-- Start Text section --

One of the few clips of Tatum playing ensemble with a band.  Not just any band!  The Dorseys had reunited and were at the top of their game in 1947, when this movie was made.  Tommy Dorsey introduces this scene with the line "Let's go hear a real musician!" 

2020-06-22

Great voices (1): Opera divas

These are all short pieces. Some are arias from full operas, others are songs composed to be sung in operatic style, ie., “opera-lite”.



Anna Netrebko burns down the house

Ah, Anna.  It is a real challenge to pick just one song by her.  I’m no expert on opera—I came to it late and have only seen a couple of dozen live full-length performances.  But I know what I like, and Netrebko’s thick, honey-molasses tone gives me the chills.  She is not without controversy.  In opera, love and romance have historically been abstract concepts, communicated entirely through the music.  Netrebko led a mini-revolt of sorts, bringing a physicality to her performances that is visceral and, yes, sexual.  Half the opera world hates it.  But opera was dying until the new generation of performers began breaking the old rules and adding some zest to the proceedings.  (The other thing that saved it, in spite of itself, was the growing popularity of opera-lite recordings by the likes of the Three Tenors, Il Divo, and Netrebko herself).

-- End Text section --
-- Start Record extracts --

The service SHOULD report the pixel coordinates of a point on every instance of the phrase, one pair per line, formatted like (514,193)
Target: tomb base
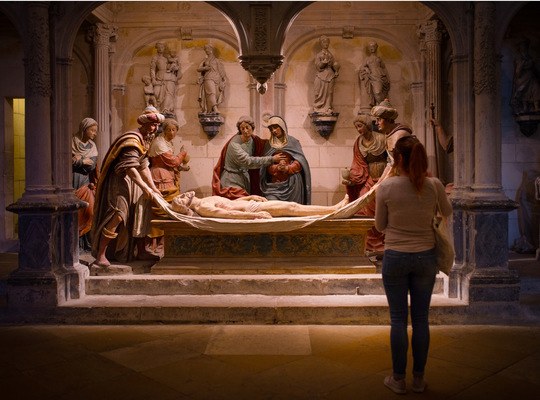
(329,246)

-- End Record extracts --
-- Start Record extracts --

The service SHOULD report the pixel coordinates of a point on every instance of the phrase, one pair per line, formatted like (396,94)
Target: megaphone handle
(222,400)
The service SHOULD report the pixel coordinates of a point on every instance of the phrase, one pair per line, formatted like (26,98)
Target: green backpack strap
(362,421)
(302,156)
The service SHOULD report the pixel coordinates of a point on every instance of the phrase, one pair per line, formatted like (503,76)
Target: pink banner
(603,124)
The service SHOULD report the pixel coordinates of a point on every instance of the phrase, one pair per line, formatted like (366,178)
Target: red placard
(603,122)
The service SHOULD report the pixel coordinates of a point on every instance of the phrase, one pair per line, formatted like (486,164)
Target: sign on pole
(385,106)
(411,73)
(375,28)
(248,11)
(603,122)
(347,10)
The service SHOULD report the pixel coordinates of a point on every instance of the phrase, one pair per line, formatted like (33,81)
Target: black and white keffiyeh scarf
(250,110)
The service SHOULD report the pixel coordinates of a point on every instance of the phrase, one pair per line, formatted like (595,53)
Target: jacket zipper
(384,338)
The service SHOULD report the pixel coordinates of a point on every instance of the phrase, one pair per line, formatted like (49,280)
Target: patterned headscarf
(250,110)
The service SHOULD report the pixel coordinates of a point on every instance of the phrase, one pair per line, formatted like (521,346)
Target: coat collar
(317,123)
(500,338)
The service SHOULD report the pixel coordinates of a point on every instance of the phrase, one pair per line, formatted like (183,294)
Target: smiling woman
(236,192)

-- End Record extracts --

Requirements:
Quote the music commentary word for word, beginning at the words "Ah, Anna.  It" and stopping after "and Netrebko herself).".

Solution for this problem:
Ah, Anna.  It is a real challenge to pick just one song by her.  I’m no expert on opera—I came to it late and have only seen a couple of dozen live full-length performances.  But I know what I like, and Netrebko’s thick, honey-molasses tone gives me the chills.  She is not without controversy.  In opera, love and romance have historically been abstract concepts, communicated entirely through the music.  Netrebko led a mini-revolt of sorts, bringing a physicality to her performances that is visceral and, yes, sexual.  Half the opera world hates it.  But opera was dying until the new generation of performers began breaking the old rules and adding some zest to the proceedings.  (The other thing that saved it, in spite of itself, was the growing popularity of opera-lite recordings by the likes of the Three Tenors, Il Divo, and Netrebko herself).